**TEXT SECTION**
To learn more from Stacie Jones, M.D., watch the full interview here.

Groundbreaking Studies in Food Allergy

The Arkansas Children’s Research Institute is currently involved in about 15 to 20 clinical trials related to allergies and immunotherapies, said Stacie Jones, M.D., director of the food allergy program at Arkansas Children’s Hospital Research Institute and a professor of pediatrics at the University of Arkansas for Medical Sciences.

"We're studying everything from new versions of patch studies, where a child puts on a patch to desensitize or to protect from their allergy, to we have a new tablet that goes under the tongue. We have some injectable therapies that are more like vaccines. There's one called a peptide therapy that's getting ready to start, and that, so far, has a tremendous safety profile. Because in the other things we talked about, we are using the allergen to treat, and we'd love to get away from that," Jones said. "There's just a wealth of new therapies. We call them biologics, where we're impacting the immune pathways that cause the allergies, so we're really impacting their whole allergic profile. And I would say we have seven or eight different types of therapies going on right now. And we love having families call us about this."

One current study focusing on prevention is the SUNBEAM study. It aims to identify prenatal and early childhood markers of high risk for food allergy, atopic dermatitis, or eczema and the biological pathways that lead to these conditions. The observational study of children from birth to age 3 years will examine the origins of allergic disease. Jones said 12 centers around the country are involved.

**APPLY WHAT YOU READ**
• a. Do the following statements agree with the food allergy passage? (i) The research institute is taking part in about 15 to 20 clinical trials on allergies and immunotherapies. (ii) The SUNBEAM study follows children from birth to age 5. (iii) The peptide therapy has already finished its trial. Answer yes or no for each, quoting the words of the passage that decide it.
• b. Carry the food allergy passage forward from its last sentence with the next part.

Referring-expression data:
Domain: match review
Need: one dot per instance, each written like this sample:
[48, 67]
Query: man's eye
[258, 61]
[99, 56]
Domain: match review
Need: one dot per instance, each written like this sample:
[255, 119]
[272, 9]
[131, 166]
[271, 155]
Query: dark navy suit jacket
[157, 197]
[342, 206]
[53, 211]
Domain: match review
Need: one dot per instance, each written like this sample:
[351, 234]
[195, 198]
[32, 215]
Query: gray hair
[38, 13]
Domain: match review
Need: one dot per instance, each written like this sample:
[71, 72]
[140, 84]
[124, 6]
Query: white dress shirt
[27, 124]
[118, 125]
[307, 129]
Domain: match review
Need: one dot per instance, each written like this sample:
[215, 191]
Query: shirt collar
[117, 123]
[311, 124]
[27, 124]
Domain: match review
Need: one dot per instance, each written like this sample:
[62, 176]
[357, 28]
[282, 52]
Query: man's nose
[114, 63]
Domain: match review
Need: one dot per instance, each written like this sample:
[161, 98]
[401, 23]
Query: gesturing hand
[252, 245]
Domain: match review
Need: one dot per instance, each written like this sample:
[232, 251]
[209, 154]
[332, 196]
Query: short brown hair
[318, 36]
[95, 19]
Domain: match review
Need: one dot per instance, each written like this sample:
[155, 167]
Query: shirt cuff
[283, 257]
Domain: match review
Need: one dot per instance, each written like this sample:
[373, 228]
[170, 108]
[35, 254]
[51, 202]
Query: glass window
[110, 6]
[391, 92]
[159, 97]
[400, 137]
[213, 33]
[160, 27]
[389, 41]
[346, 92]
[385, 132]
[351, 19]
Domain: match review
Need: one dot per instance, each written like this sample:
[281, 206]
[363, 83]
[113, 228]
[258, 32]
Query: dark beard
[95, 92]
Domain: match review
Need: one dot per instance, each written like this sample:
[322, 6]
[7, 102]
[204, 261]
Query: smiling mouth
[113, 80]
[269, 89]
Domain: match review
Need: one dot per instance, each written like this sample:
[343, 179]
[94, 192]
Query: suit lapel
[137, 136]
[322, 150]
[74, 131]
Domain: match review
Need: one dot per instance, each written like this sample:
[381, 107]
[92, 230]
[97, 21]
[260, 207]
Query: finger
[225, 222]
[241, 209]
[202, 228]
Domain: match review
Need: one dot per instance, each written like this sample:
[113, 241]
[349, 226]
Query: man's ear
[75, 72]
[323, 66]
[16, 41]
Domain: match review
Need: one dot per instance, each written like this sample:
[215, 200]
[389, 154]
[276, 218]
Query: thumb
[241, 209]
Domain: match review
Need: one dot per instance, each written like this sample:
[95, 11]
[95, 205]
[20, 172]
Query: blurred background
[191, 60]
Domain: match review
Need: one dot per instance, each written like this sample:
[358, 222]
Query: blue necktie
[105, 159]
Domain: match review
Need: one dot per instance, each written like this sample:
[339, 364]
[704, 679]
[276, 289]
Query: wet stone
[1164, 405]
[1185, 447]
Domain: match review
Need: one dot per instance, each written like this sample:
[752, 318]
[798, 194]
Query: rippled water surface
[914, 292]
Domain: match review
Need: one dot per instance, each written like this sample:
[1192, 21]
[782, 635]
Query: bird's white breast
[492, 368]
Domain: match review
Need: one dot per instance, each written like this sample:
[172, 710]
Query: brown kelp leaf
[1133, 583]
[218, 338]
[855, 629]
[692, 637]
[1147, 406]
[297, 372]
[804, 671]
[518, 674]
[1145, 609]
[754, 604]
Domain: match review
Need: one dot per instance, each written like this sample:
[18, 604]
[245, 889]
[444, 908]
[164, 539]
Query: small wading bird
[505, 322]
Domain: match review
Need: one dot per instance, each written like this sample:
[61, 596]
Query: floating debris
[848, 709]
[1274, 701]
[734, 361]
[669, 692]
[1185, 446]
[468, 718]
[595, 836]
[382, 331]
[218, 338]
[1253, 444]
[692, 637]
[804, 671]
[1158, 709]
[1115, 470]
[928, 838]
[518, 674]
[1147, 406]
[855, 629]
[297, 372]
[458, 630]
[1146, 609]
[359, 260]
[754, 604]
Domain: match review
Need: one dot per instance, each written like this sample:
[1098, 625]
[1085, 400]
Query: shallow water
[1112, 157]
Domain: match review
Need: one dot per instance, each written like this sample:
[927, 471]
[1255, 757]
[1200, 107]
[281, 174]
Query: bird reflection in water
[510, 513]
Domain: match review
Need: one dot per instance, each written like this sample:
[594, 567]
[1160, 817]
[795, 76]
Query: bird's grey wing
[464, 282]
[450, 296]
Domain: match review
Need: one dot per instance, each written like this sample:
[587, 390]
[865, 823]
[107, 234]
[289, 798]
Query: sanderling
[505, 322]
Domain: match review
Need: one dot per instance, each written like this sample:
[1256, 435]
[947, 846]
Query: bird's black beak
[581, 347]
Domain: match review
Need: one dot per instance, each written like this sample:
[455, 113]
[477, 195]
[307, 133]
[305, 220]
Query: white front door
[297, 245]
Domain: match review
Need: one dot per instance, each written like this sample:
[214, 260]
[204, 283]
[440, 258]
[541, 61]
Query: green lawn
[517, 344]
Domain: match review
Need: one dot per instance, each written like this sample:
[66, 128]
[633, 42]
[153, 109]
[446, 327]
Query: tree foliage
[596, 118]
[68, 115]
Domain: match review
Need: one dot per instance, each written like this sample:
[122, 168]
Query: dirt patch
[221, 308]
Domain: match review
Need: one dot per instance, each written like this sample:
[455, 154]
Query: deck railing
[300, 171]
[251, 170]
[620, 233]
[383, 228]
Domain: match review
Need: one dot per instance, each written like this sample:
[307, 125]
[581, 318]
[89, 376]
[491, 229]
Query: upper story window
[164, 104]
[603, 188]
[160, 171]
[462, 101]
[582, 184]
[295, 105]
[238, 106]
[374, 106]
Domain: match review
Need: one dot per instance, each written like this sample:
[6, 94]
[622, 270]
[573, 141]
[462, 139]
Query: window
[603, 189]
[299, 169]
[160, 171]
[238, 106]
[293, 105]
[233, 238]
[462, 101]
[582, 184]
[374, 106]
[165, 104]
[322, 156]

**TASK RESPONSES**
• a.
(i) Yes: "currently involved in about 15 to 20 clinical trials related to allergies and immunotherapies"
(ii) No: "The observational study of children from birth to age 3 years"
(iii) No: "There's one called a peptide therapy that's getting ready to start"

• b.
"We are in the process of enrolling 2,500 mothers and babies and their fathers. We'll be following those babies initially for three years and probably much longer. This is a large study funded by the NIH (National Institutes of Health), and it's going to gather information including genetic information and environmental information and information about what you feed your child and how you raise that child," Jones said. "At the end of that, we hope we'll find targets that we can actually use to prevent food allergy and eczema down the road. So, it's a data-gathering study right now, but it is the biggest of its kind. It's never been done in food allergy. And so down the road, I think we're going to see some real ways that we know what caused food allergy and how to intervene early and prevent that."

In 2022, results of the groundbreaking clinical trial relating to peanut allergies called the IMPACT trial, funded by the NIH, were published in The Lancet. While the care guidance for children allergic to peanuts is to avoid them, the trial found that peanut oral immunotherapy given to children 1 to 3 who were highly allergic to peanuts desensitized most to peanuts and induced peanut allergy remission in one-fifth of the 143 children who participated. ACRI was one of five U.S. academic medical centers involved in the trial. Jones served as the protocol co-chair.

Before the trial, the child participants were so highly allergic to peanuts they'd react to about a 10th of a peanut. Those who responded well to the study could be off peanut therapy for six months, consume over 16 peanuts, and have them in their diet regularly.

"One of the things about this trial and others that are on the hills is that it provides really strong protection for children at risk of anaphylaxis or severe allergic reactions due to peanut allergy. I think it's going to help pave the way for other trials. As a matter of fact, we think now about age in clinical trials related to food allergy when we didn't necessarily think about that," Jones said. "So, I think it is changing the way we think about when to intervene and how to keep those children safe. It is not 100% ready for primetime yet, but we're working on the details of what that looks like. These are big teams that do food allergy research, so we need to figure out now how to get this into the real world and to provide this therapy for families. I think it changes the face of how we look at treatment protocols down the road."